*** Opening of Selected text ***

Rainbow Dragon's Lair

Laura Rainbow Dragon

Well-known member
Bard from Canada
Posts: 1,814
"Striving to be the change."
An updatey sort of post:

1. My overall writing productivity has been down these past few weeks, but I have kept up with my story-a-week challenge. Last night I completed story #18 on that front.

2. I still have no workout streak. I danced for the entire concert on Saturday night, then put in some decent hikes over the next three days. Then I returned to the Booming Metropolis and fell right back into my old bad habits.

3. I have kept up with my French study streak. Today is day 1280 on that front.

4. GOBOT, SOOT, and GBOT are also all zeroed as of this morning.

I am in a much better headspace now than I was prior to my recent trip to Cambridge. But I now have only 36 sleeps left before I commence my move. And a lot to get done in that time! The move itself will take 3 days (due to a process designed to minimize the stress on Shelby, myself, and the people who will be helping us), followed by one day to get ourselves organized in our new home. So basically:

June 25: Pack Shelby, myself, and as much stuff as possible into my mother's car. Drive to Cambridge. Help with whatever is needed to get the space we will be moving into in my friend's house ready. Sign contract and get keys for the storage locker.

June 26: Pick up rental van. Buy a refrigerator. Install refrigerator in my friend's house. Drive back to the BM. Load up van. Feed people who are helping me in the BM. Drive back to Cambridge Unload van into my friend's house and the storage locker. Feed people who are helping me in Cambridge.

*** Close of Selected text ***
*** Opening of Source data ***

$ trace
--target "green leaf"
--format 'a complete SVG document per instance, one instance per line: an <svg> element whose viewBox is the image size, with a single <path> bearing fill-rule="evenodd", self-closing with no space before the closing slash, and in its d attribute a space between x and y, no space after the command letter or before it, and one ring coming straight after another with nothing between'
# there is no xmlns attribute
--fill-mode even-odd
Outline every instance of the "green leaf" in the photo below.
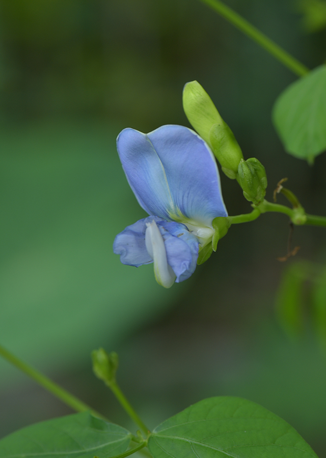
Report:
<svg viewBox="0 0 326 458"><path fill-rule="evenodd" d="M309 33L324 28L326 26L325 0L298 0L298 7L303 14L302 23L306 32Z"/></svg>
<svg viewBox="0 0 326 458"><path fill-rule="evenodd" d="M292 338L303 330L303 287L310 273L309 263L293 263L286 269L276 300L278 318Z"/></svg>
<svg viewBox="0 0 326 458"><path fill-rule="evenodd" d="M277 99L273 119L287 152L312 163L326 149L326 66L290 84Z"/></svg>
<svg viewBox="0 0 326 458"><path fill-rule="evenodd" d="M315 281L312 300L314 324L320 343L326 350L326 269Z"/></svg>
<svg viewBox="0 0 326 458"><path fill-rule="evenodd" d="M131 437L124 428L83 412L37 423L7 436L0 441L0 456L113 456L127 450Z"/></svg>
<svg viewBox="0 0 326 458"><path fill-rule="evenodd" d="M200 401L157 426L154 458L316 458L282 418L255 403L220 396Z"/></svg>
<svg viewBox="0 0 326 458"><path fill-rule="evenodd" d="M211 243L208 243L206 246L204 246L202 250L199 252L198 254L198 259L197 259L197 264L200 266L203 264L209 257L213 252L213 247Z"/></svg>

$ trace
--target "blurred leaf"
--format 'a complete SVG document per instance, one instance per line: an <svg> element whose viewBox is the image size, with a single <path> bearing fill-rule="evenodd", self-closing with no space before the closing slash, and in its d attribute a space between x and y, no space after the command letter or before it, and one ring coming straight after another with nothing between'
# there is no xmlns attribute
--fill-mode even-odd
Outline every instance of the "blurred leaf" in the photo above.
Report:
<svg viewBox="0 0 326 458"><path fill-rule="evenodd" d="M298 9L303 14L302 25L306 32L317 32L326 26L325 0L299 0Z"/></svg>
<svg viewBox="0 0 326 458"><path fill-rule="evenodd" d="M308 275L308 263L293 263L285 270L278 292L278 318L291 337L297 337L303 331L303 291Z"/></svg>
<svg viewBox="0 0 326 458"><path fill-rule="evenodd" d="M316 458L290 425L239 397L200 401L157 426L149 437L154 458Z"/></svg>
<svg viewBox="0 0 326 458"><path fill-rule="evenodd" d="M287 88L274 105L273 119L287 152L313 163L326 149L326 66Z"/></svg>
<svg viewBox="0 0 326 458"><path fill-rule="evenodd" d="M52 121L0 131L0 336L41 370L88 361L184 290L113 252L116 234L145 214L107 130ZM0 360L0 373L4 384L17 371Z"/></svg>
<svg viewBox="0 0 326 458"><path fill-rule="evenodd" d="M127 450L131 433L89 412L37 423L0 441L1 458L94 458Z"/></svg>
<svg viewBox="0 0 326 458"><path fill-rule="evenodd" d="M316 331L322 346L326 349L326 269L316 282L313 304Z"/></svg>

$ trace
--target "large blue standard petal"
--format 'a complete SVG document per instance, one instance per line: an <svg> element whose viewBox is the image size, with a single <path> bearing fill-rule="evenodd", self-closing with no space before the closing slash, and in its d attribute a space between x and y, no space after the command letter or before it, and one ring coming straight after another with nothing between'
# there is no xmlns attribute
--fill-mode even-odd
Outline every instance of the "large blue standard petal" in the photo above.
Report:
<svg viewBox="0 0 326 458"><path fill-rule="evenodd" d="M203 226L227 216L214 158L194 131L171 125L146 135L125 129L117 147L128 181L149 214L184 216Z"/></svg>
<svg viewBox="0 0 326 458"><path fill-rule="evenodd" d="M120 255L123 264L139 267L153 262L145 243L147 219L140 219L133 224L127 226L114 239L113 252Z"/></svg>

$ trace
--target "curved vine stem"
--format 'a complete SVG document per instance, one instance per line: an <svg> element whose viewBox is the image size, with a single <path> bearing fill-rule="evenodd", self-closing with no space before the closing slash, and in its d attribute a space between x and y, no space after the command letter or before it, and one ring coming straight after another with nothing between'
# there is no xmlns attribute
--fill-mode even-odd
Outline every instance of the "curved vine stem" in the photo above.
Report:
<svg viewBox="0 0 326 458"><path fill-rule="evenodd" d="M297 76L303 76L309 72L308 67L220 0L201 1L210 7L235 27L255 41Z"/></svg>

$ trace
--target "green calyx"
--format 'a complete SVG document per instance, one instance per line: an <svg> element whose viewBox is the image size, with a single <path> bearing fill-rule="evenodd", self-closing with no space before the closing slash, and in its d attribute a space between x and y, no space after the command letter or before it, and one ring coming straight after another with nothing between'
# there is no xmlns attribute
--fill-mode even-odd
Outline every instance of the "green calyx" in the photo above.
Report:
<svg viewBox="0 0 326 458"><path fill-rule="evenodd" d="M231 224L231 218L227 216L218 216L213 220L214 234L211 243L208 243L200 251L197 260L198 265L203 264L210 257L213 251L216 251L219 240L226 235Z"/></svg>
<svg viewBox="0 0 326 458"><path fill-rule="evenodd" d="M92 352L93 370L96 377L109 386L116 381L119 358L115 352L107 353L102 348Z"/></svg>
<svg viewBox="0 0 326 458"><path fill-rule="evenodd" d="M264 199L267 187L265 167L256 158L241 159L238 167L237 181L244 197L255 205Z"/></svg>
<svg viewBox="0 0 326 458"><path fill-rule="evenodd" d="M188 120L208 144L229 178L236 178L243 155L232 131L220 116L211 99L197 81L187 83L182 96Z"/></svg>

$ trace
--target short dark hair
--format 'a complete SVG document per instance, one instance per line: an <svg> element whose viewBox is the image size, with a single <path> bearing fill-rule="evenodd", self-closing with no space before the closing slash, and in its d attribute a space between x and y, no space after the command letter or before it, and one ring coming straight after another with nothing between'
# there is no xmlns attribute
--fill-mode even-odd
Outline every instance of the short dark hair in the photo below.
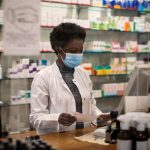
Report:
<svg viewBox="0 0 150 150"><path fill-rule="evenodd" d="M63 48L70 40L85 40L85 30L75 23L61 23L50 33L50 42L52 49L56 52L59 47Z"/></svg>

*** Close of Source data ***

• **Action item**: Update the forum post by restating it starting with "1. My overall" and going on through "1280 on that front.", with "French" replaced by "Spanish".

• **Answer box**:
1. My overall writing productivity has been down these past few weeks, but I have kept up with my story-a-week challenge. Last night I completed story #18 on that front.

2. I still have no workout streak. I danced for the entire concert on Saturday night, then put in some decent hikes over the next three days. Then I returned to the Booming Metropolis and fell right back into my old bad habits.

3. I have kept up with my Spanish study streak. Today is day 1280 on that front.